■ DIRECTION
Set down exactly the lines from the one containing "the white sky" through the end of the records below, both included, and nothing else.

■ Records from a data source
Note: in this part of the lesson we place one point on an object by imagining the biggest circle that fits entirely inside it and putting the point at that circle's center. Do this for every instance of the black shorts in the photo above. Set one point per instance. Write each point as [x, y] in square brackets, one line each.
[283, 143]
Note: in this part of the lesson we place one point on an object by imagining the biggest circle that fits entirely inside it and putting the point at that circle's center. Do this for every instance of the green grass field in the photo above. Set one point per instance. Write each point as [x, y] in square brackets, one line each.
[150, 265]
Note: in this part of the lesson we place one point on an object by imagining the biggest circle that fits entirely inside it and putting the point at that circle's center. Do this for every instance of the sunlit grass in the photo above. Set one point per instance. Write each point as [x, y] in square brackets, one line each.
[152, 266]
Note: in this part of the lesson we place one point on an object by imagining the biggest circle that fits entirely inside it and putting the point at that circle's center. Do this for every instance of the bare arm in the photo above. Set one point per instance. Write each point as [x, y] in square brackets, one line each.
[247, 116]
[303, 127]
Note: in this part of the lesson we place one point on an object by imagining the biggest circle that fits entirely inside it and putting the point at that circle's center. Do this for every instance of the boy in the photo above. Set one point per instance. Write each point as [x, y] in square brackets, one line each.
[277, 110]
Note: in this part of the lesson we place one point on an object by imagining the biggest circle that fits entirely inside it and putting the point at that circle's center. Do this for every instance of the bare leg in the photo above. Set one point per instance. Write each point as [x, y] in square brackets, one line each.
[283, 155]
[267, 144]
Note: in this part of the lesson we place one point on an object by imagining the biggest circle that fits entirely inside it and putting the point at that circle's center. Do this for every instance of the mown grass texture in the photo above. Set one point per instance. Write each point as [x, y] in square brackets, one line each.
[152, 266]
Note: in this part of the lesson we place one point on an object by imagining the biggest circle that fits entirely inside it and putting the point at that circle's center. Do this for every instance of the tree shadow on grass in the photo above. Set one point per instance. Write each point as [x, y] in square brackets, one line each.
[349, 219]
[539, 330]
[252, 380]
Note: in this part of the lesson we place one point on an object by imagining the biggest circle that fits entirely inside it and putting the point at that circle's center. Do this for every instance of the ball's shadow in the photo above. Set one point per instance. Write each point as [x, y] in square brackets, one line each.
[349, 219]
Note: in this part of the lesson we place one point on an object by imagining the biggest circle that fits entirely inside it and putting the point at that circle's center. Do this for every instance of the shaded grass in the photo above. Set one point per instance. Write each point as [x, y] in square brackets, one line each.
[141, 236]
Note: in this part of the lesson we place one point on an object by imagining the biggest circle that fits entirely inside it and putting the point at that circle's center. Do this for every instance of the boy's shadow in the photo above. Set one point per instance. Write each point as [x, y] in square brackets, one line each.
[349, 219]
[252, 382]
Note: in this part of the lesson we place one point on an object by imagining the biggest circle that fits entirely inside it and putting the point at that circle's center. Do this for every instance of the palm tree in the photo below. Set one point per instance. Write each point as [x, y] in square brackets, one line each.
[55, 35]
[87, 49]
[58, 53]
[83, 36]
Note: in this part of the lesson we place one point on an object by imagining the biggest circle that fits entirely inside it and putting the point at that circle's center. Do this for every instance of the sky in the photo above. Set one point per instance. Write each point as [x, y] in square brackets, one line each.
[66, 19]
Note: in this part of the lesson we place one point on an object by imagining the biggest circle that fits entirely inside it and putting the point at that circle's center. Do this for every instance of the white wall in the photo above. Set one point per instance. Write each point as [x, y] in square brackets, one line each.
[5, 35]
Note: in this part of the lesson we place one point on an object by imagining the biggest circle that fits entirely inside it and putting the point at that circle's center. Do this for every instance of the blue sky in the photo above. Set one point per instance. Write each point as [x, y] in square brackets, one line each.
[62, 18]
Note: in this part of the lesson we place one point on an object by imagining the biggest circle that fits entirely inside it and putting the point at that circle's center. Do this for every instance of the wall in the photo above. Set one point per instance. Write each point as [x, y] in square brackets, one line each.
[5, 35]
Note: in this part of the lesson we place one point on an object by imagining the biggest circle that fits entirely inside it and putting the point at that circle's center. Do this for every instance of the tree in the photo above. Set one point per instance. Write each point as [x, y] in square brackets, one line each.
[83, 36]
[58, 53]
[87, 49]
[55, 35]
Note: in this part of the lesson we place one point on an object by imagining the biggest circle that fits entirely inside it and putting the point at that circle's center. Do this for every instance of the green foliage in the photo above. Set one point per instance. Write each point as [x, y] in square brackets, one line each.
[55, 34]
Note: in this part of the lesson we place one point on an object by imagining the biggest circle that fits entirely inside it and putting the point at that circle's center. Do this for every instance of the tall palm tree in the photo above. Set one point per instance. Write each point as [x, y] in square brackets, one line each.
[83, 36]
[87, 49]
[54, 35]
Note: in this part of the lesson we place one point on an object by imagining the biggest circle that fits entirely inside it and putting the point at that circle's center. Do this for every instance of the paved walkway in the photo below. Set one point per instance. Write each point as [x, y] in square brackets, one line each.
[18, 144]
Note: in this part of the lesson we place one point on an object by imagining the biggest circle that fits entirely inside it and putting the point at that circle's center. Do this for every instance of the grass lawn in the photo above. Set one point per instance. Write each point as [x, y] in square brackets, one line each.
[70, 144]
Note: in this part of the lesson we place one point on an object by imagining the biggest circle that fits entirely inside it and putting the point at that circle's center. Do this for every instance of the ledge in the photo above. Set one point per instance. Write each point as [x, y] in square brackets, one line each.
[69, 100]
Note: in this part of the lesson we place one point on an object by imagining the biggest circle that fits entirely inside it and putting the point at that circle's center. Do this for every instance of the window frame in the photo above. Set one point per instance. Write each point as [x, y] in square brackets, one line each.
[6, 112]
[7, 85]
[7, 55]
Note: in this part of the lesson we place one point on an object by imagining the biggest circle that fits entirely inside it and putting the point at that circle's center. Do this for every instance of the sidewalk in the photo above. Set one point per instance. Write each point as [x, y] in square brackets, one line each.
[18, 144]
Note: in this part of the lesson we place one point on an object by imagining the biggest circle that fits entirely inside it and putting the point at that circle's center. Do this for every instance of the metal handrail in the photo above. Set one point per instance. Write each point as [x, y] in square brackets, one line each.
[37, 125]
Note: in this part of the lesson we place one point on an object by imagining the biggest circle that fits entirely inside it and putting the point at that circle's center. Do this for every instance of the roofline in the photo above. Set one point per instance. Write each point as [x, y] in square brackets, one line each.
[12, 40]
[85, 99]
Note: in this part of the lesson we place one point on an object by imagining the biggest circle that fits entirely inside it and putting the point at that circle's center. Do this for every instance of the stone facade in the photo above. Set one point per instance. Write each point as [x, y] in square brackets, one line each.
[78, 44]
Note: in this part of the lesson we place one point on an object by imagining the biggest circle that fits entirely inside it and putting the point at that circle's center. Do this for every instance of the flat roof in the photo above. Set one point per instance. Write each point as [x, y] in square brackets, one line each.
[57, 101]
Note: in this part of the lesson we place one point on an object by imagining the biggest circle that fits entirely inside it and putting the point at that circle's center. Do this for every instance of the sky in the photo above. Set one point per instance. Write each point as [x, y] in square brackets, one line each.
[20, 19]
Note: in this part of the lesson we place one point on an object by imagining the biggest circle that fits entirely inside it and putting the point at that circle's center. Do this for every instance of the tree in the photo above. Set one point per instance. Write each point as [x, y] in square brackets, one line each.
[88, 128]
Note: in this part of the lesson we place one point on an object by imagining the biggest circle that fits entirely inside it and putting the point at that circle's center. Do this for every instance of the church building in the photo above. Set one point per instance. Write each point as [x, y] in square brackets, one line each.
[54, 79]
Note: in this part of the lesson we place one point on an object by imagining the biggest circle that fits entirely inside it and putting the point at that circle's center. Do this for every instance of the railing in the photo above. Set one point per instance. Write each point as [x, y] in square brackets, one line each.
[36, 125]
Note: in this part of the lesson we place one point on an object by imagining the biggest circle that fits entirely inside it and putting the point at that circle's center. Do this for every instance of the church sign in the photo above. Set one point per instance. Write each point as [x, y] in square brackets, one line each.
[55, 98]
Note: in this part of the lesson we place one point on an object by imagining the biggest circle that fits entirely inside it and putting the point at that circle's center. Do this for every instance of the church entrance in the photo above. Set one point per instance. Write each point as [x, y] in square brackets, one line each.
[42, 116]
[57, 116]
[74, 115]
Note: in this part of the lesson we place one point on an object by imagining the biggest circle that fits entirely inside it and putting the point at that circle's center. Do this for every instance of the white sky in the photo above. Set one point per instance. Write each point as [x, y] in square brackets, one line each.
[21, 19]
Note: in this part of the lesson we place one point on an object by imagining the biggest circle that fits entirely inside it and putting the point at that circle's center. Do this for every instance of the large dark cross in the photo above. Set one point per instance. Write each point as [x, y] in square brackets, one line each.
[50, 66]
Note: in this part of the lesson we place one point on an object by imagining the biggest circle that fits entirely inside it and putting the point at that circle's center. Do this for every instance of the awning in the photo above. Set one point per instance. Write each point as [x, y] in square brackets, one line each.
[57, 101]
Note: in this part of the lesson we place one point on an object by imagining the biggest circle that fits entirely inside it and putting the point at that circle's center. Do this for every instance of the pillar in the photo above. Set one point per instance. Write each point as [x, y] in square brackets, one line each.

■ SOLUTION FOR THIS TASK
Note: in this part of the lesson we place one point on an object by imagining the biggest circle that fits entirely inside it and putting the point at that circle's center. Do this for every instance of the white sky in the photo above. Set one point per instance. Write each point as [x, y] in square brackets, one line each.
[21, 19]
Note: in this part of the lesson we place one point on an object by imagining the biggest circle that fits entirely inside it and putting the point at that circle's center. Do this for every instance of the large dark cross in the photo above. Set one point per instance. Write each point as [x, y] in square brackets, one line each.
[50, 66]
Note: in this part of the lesson we place one point on an object by imagining the biggest circle that fits entirely inside it and putting the point at that circle's center. Do this for every instance of the awning in the photo above. Set one point per instance. Write each point as [x, y] in square brackets, one line each.
[57, 101]
Note: in this part of the lesson we place one point on an object by imagining the biggest circle that fits entirely inside it and putting the point at that circle's center. Do this for every instance of the pillar in the photo above. Set one point per instance. Write each point as [x, y] in square brackets, one line each.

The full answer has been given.